この章では、日本軍と米軍の組織がどのように異なっていたのかを比較しつつ、問題点が指摘され、私たちが組織づくりを考える場合に、考慮すべきポイントが提示されています。

学習棄却

組織のパフォーマンスは、戦略と結果が一致する場合に生まれ、その成果は組織文化を強化します。しかし、戦略と結果が一致しない場合には、新しい知識や行動様式に変革される必要があります。

そのためには、それまで持っていた知識や、行動様式を捨てる必要があります。これを学習棄却(unlearning)といいます。

結論から言えば、米軍は学習棄却ができたけれど、日本軍はそれができず失敗したのです。

自己革新

なぜ、日本軍という組織は、硬直化してしまったのでしょうか。その一因として、年功序列型で、米軍のような能力主義による人事昇進システムではなかったことがあります。

変化が少なく安定した状況であれば問題がなかったしくみも、状況が激しく変化し臨機応変な対応が求められる戦時下においては、有効に機能することができませんでした。

一つの組織が、環境に継続的に適応していくためには、組織は環境の変化に合わせて自らの戦略や組織を主体的に変革することができなければならない。こうした能力を持つ組織を「自己改革組織」という。日本軍という一つの巨大組織が失敗したのは、このような自己改革に失敗したからなのである。

「失敗の本質」戸部 良一 ほか (著) ダイアモンド社 3章 失敗の教訓

組織として適応力を失っていたことが、失敗要因のひとつです。

異端者を嫌った

また同調圧力が強く、異端や異論を排除する組織であったことも、失敗要因になります。米軍がもっていた以下の3つのシステムも日本軍には欠けていました。

  1. 人事教育システム(エリートの柔軟な思考を確保)

--- 表示中の行 ---

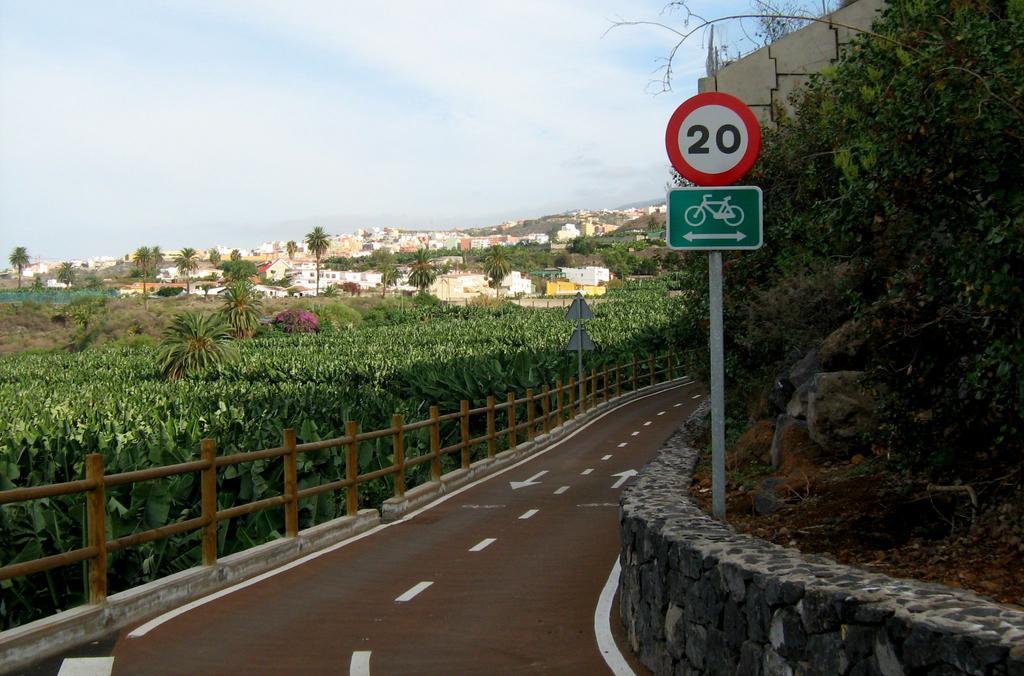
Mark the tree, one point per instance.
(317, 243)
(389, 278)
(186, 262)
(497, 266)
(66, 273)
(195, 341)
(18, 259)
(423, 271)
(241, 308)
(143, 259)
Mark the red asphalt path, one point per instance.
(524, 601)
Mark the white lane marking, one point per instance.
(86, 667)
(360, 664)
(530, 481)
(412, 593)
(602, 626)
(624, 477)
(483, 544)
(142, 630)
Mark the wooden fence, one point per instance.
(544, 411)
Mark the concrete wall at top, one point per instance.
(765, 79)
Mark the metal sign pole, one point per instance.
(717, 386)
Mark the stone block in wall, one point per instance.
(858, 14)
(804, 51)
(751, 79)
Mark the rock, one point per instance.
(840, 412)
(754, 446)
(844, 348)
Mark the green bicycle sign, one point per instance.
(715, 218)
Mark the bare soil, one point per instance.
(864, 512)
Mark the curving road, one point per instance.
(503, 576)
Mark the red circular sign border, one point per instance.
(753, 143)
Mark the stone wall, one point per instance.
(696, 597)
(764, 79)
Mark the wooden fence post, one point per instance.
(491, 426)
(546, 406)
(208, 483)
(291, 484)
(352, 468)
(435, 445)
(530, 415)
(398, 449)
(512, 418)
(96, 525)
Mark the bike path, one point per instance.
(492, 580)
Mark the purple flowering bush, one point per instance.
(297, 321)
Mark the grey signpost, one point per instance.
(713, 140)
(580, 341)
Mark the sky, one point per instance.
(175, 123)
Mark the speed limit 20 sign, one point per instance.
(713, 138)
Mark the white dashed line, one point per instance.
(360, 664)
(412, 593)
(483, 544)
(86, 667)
...
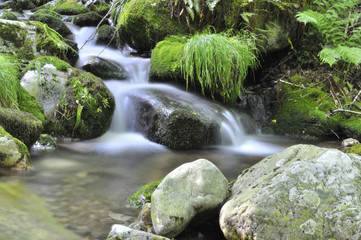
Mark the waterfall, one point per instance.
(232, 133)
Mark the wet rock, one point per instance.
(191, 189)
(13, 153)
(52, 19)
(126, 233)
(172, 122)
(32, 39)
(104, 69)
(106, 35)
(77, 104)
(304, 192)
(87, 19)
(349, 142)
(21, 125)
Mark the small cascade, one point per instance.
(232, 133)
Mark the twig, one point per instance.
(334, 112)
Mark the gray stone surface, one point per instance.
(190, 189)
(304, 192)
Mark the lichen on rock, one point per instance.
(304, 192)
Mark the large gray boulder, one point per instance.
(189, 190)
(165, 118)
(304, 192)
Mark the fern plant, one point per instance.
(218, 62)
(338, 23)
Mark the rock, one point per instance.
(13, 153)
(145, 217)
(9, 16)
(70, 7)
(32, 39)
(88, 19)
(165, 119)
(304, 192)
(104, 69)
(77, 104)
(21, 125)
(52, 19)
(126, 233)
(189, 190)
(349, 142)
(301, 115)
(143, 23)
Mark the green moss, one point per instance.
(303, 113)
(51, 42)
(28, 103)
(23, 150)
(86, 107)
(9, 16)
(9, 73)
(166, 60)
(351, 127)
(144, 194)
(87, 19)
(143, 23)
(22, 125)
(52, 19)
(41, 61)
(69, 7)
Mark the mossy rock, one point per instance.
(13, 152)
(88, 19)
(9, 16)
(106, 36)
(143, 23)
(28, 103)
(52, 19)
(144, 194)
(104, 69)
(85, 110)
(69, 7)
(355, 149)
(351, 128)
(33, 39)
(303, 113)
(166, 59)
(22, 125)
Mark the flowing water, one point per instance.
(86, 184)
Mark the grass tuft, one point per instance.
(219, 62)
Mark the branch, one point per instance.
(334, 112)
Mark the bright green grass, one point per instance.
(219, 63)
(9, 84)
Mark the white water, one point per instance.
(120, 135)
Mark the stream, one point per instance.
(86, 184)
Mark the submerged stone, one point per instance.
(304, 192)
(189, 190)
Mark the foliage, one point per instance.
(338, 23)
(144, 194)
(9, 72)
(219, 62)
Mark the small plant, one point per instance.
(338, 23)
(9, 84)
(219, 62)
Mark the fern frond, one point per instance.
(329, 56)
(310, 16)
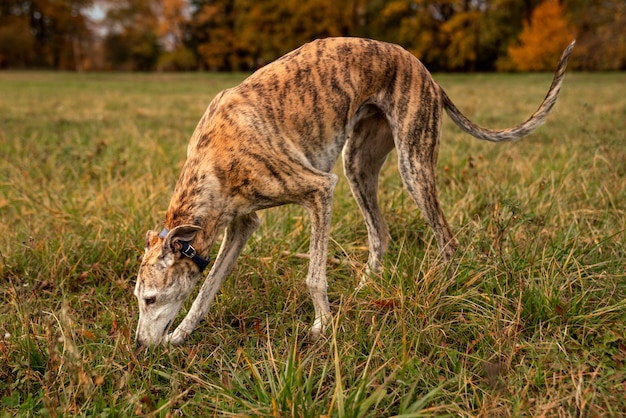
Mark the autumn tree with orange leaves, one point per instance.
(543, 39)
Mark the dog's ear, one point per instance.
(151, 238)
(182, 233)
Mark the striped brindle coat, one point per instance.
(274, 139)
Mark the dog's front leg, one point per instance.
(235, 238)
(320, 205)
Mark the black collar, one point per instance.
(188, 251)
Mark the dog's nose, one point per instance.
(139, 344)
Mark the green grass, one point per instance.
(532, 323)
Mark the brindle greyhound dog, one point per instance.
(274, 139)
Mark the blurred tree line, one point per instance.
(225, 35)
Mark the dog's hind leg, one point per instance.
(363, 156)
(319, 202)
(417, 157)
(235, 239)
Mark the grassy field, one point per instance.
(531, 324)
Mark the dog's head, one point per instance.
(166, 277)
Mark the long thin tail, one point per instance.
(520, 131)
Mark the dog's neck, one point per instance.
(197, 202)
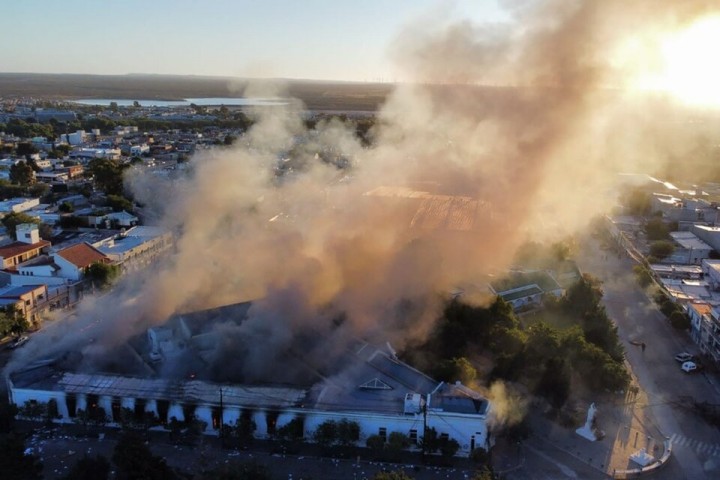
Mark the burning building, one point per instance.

--- 作成内容 ---
次の(a)〜(c)が読解文の内容と合うかどうか、それぞれ「はい」か「いいえ」で答え、判断の決め手となる読解文の語句をそのまま引用すること。(a) 米軍は学習棄却ができた。(b) 日本軍の人事昇進は能力主義によるものだった。(c) 年功序列型のしくみは、変化の少ない安定した状況でも問題があった。

--- 期待される出力 ---
(a) はい。「米軍は学習棄却ができたけれど」
(b) いいえ。「年功序列型で、米軍のような能力主義による人事昇進システムではなかった」
(c) いいえ。「変化が少なく安定した状況であれば問題がなかったしくみも」